Work instructions.
a) Reproduce word for word the passage of the review starting at "4. In Section" and ending at "is used incorrectly.".
b) Pick out each line of the listing that contains the string "blue", and copy those lines.

Reading text.
Vision-Based Prediction of Flashover Using Transformers and Convolutional Long Short-Term Memory Model
Round 1
Reviewer 1 Report
Comments and Suggestions for AuthorsThe manuscript "Vision-based Prediction of Flashover using Transformers and Convolutional Long Short-term Memory Model" predicts the growth of room fires by analyzing spatiotemporal infrared thermal imaging data obtained from full-scale room fire tests. It aims to provide a vision-based intelligent solution for future fire growth prediction tasks. The manuscript has certain practical and theoretical significance in terms of its topic, but the overall content structure of the paper is somewhat disorganized. The manuscript validates existing SwinLSTM-B and SwinLSTM-D models using self-built datasets, and the innovative thinking behind the proposed ideas is relatively simple.
1. The existing work on flashover growth prediction is not specifically listed. The achievements of previous studies and the problems that still exist are not discussed, nor is it clear which issues this manuscript aims to solve.
2. The logical progression between the subsections in Chapter 2, “Materials and Methods,” is somewhat unclear.
3. In Section 3.2, it states, “Therefore, for simplification, we use SwinLSTM from hereon interchangeably with the SwinLSTM-D,” but no comparative experiments are provided to explain whether alternating between SwinLSTM and SwinLSTM-D truly simplifies the task. Why were SwinLSTM and SwinLSTM-D chosen for interchangeability, rather than alternating between SwinLSTM-B and SwinLSTM-D variants?
4. In Section 3.2, it states, “Table 2 also illustrates the comparison size of different LSTM-based models used in this study. Looking at the table, it is clear that SwinLSTM achieved a better MSE loss value (definition of MSE provided in Equation 3) with the cost of slower performance in comparison to the other two models,” but SwinLSTM is not listed in Table 2. In Chapter 3, the distinction between “SwinLSTM” and its variants “SwinLSTM-B” and “SwinLSTM-D” is not clearly made, leading to unclear expression.
5. There is a typo in the introduction section of the manuscript where “ConvLST” is used incorrectly.
6. All images, tables, and equations in the manuscript should be accompanied by detailed explanations within the same chapter. The paper structure is disorganized.
7. There is no detailed explanation for Table 1. A detailed format check of the manuscript is necessary.

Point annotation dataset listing
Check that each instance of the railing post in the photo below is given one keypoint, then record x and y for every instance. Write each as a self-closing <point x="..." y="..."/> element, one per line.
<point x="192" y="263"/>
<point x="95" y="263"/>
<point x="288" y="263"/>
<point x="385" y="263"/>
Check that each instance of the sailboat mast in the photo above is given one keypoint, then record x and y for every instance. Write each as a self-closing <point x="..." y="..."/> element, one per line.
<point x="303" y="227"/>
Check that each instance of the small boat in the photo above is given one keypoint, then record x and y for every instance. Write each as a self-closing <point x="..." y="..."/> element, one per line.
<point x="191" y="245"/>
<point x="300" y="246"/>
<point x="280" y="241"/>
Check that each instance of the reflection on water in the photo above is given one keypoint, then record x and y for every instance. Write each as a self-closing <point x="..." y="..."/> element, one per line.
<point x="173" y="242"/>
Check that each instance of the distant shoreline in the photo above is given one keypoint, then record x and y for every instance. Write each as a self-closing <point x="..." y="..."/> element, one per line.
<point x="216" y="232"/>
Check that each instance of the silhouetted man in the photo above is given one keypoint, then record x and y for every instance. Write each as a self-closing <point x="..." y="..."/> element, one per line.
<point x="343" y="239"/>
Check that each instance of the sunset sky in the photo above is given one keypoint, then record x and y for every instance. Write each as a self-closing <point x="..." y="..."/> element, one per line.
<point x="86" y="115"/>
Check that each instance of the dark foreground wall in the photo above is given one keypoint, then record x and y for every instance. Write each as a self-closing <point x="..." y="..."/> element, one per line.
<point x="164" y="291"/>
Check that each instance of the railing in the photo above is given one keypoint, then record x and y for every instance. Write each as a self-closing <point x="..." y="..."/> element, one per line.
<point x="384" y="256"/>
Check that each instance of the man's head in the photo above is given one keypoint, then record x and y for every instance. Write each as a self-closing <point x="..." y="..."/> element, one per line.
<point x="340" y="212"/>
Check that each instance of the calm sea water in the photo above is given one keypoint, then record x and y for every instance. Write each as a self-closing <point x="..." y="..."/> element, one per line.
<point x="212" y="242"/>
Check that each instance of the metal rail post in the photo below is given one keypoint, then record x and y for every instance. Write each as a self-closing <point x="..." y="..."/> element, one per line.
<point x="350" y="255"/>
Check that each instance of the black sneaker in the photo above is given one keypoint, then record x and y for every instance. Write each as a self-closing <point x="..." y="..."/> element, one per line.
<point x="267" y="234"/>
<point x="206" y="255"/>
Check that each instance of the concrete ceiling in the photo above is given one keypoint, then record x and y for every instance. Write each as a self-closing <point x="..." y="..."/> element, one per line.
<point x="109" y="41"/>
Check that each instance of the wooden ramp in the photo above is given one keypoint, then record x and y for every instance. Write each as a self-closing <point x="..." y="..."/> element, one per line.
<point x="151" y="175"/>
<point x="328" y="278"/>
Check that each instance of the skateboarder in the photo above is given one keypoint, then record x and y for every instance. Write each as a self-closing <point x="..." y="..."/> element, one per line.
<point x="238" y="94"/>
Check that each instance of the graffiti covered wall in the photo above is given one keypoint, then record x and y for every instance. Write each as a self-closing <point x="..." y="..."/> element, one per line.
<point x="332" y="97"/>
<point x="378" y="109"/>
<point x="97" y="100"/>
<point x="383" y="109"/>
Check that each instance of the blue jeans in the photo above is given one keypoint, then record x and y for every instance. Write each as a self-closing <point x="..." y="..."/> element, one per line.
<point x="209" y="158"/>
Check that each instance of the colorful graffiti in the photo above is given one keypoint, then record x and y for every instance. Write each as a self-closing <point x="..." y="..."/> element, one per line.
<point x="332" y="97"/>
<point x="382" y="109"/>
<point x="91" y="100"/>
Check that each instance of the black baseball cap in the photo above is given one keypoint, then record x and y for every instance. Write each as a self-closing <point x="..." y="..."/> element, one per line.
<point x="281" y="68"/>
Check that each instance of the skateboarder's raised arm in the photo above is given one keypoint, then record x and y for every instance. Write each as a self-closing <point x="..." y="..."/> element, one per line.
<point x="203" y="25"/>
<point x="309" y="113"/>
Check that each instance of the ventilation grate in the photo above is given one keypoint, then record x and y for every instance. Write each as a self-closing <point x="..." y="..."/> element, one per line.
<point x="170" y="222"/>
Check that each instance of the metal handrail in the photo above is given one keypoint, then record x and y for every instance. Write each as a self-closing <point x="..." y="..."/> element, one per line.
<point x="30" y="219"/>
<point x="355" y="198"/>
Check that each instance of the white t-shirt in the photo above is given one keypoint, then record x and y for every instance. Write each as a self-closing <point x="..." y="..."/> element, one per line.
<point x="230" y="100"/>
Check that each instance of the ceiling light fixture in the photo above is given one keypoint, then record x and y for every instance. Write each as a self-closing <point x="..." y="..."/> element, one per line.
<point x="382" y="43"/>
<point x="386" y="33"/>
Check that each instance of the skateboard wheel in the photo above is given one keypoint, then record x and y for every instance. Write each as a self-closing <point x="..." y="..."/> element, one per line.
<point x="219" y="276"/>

Answer set.
a)
4. In Section 3.2, it states, “Table 2 also illustrates the comparison size of different LSTM-based models used in this study. Looking at the table, it is clear that SwinLSTM achieved a better MSE loss value (definition of MSE provided in Equation 3) with the cost of slower performance in comparison to the other two models,” but SwinLSTM is not listed in Table 2. In Chapter 3, the distinction between “SwinLSTM” and its variants “SwinLSTM-B” and “SwinLSTM-D” is not clearly made, leading to unclear expression.
5. There is a typo in the introduction section of the manuscript where “ConvLST” is used incorrectly.

b)
Check that each instance of the blue jeans in the photo above is given one keypoint, then record x and y for every instance. Write each as a self-closing <point x="..." y="..."/> element, one per line.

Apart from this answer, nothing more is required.